- [Directions]
Rewrite every line of the data from the line containing "[pin] sailboat hull" through the end, that line and the last one included, and raise each answer coordinate by 106.

- [Material to process]
■ ■ ■
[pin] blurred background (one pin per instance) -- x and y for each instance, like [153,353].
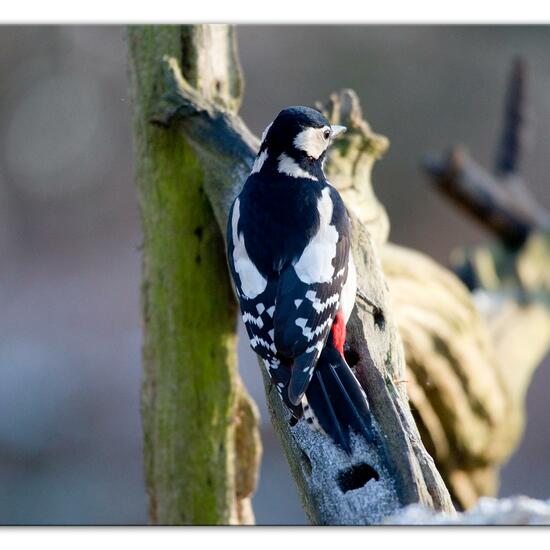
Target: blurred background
[70,435]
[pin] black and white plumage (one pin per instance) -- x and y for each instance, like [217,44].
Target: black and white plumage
[289,255]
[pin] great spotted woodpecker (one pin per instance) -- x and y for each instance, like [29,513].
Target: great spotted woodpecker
[288,239]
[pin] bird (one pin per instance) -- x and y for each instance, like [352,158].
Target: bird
[288,250]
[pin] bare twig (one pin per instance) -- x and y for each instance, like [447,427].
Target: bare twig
[386,473]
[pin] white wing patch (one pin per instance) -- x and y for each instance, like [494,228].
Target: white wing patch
[252,281]
[312,141]
[315,263]
[291,168]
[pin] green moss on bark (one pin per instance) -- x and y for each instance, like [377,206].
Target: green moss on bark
[189,348]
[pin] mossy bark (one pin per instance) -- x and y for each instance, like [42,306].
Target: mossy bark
[191,391]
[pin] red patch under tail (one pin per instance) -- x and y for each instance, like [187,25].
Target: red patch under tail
[339,333]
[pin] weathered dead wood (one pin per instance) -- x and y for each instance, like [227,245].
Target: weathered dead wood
[501,202]
[405,471]
[508,279]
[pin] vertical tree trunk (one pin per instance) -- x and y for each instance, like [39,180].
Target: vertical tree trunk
[201,444]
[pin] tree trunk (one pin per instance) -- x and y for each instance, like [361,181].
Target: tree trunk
[201,443]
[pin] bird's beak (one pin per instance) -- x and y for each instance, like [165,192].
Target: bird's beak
[336,130]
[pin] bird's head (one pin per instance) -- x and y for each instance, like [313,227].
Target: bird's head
[295,143]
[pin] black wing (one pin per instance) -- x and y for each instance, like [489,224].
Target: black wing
[305,309]
[257,313]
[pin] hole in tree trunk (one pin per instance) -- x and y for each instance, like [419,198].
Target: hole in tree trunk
[356,477]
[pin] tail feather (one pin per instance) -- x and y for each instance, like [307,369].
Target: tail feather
[337,400]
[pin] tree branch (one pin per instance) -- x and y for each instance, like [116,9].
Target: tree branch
[404,470]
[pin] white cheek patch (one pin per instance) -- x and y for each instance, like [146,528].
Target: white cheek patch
[315,263]
[259,162]
[264,133]
[252,281]
[291,168]
[312,141]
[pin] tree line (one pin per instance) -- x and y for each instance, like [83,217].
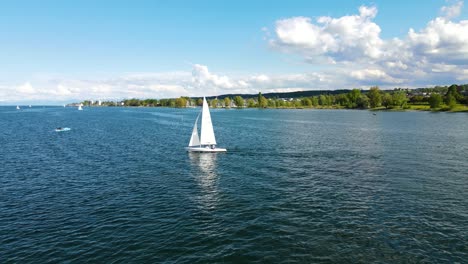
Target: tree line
[438,97]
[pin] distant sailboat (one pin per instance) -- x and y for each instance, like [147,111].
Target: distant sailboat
[206,142]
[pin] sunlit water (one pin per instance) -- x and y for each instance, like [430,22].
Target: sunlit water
[295,186]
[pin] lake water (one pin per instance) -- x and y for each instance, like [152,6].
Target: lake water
[296,186]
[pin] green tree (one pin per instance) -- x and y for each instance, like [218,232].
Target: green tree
[387,100]
[435,100]
[239,101]
[200,101]
[262,101]
[353,97]
[180,102]
[306,102]
[315,101]
[227,102]
[250,103]
[399,98]
[323,100]
[271,103]
[362,101]
[450,101]
[375,97]
[214,103]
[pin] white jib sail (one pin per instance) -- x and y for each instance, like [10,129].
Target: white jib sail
[194,140]
[207,133]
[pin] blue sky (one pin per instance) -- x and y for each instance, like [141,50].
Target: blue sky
[74,50]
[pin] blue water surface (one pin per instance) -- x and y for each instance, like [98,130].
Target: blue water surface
[296,186]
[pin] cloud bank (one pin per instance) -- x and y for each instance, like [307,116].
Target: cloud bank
[350,47]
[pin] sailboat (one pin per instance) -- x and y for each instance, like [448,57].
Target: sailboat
[206,142]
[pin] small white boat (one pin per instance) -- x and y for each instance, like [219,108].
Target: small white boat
[206,142]
[62,129]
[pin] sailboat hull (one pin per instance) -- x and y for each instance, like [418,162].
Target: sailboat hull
[204,149]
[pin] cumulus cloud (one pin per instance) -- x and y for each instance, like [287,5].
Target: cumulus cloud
■ ■ ■
- [Written reply]
[pin] sailboat hull (one pin per instance) -- x and y for each instance, like [418,162].
Target: sailboat hull
[310,255]
[pin] cumulus cloud (one pin per instance) -- x and y for each instance, like [287,5].
Target: cumulus cloud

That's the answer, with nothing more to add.